Study material: Begin
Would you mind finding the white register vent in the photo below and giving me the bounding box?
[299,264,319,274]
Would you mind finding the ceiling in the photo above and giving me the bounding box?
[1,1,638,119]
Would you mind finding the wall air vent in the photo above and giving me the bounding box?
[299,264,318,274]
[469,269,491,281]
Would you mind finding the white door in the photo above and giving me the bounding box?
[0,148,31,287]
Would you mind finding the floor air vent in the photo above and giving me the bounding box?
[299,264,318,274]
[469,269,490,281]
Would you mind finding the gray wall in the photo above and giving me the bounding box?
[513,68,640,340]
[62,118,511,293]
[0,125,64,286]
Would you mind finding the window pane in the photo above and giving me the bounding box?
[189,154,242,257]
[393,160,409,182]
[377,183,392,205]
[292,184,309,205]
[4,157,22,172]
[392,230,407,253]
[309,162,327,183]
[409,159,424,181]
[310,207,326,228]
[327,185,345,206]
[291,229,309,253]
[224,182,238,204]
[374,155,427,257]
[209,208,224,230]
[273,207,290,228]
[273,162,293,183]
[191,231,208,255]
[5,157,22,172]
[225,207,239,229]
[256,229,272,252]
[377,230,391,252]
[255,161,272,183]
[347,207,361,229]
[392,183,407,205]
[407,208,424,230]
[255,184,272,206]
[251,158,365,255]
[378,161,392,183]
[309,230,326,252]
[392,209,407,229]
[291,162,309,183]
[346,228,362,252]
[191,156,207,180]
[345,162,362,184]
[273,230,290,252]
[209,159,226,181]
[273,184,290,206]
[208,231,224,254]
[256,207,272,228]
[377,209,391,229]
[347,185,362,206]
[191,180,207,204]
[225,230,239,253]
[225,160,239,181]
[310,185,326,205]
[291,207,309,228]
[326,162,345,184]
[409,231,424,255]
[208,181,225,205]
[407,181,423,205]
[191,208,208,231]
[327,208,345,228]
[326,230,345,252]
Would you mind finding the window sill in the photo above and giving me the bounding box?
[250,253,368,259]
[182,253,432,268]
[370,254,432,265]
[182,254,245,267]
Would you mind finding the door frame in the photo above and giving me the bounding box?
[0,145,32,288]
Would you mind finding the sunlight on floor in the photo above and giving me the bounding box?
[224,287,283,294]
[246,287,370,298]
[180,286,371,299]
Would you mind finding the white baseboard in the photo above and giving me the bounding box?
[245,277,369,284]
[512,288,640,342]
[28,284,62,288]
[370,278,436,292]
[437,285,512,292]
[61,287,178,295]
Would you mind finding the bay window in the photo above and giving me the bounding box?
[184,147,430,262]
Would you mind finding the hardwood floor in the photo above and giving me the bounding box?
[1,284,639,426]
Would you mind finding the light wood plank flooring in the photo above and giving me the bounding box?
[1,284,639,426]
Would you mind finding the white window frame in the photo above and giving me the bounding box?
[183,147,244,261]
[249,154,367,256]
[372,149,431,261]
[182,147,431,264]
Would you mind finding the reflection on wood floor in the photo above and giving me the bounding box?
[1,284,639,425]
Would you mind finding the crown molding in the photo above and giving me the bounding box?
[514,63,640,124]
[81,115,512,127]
Study material: End
**Task:** Would you return the entries exactly as they stand?

**Finished exercise:**
Would you mind finding the white register vent in the photo below and giving me the bounding box?
[299,264,319,274]
Would you mind finding the ceiling in the photo above and giving me the bounding box?
[1,1,638,119]
Would you mind finding the wall air vent in the photo above and giving me the bounding box?
[299,264,318,274]
[469,269,491,281]
Would you mind finding the white door in the photo above and giving me the bounding box?
[0,148,31,287]
Would you mind finding the floor air vent in the photo above and giving me the bounding box?
[299,264,318,274]
[469,269,490,281]
Would you mind finding the gray wall in the photo above and giving me the bounding box?
[513,68,640,340]
[62,118,511,293]
[0,125,64,286]
Would you mind finding the window pane in the photo above and giving me the bounding box?
[189,154,242,257]
[393,160,409,182]
[377,183,392,205]
[292,184,309,205]
[4,157,22,172]
[392,230,407,253]
[309,162,327,183]
[409,159,424,181]
[310,207,326,228]
[327,185,345,206]
[291,229,309,253]
[224,182,238,204]
[374,155,427,257]
[209,208,224,230]
[273,207,290,228]
[273,162,293,183]
[191,231,208,255]
[5,157,22,172]
[225,207,239,229]
[256,229,272,252]
[377,230,391,252]
[255,161,272,183]
[347,207,361,229]
[392,183,407,205]
[407,208,424,230]
[255,184,272,206]
[251,158,365,255]
[378,161,392,183]
[309,230,326,252]
[392,209,407,229]
[291,162,309,183]
[346,228,362,252]
[191,156,207,180]
[345,162,362,184]
[273,230,290,252]
[209,159,226,181]
[273,184,290,206]
[208,231,224,254]
[256,207,272,228]
[377,209,391,229]
[347,185,362,206]
[191,180,207,204]
[225,230,239,253]
[225,160,239,181]
[310,185,326,205]
[291,207,309,228]
[326,162,345,184]
[409,231,424,255]
[208,181,225,205]
[407,181,423,205]
[191,208,208,231]
[327,208,345,228]
[326,230,345,252]
Would you mind finding the window sill in the photo above and giving me the bounding box?
[250,253,368,259]
[182,253,432,268]
[370,254,432,265]
[182,254,245,267]
Would you mind finding the door frame in the photo above and giving me the bounding box?
[0,145,32,288]
Would you mind finding the sunlight on floor in the photo above and giving me the bounding box?
[224,287,283,294]
[246,287,370,298]
[180,286,371,299]
Would you mind finding the white baseboard in the photo above and giving me the bounding box?
[245,277,369,284]
[512,288,640,342]
[28,284,62,288]
[370,278,436,292]
[437,285,512,292]
[61,287,178,295]
Would you mind finding the bay window in the photo above and giving me the bounding box?
[184,147,430,262]
Would you mind finding the hardwood floor in the photo above and giving me the bounding box?
[1,284,639,426]
Would you mind finding the light wood plank flooring in the photo above and giving me the bounding box?
[1,284,639,426]
Would you mind finding the white window frame in the photo above and giving me the bounding box?
[183,147,244,261]
[249,154,367,256]
[372,149,431,261]
[182,147,431,264]
Would you mind finding the reflection on wood floor in the photo above and giving me the bounding box?
[1,284,639,425]
Would you mind finding the crown molding in the photo above and giving me the bounding box?
[514,63,640,124]
[81,115,512,127]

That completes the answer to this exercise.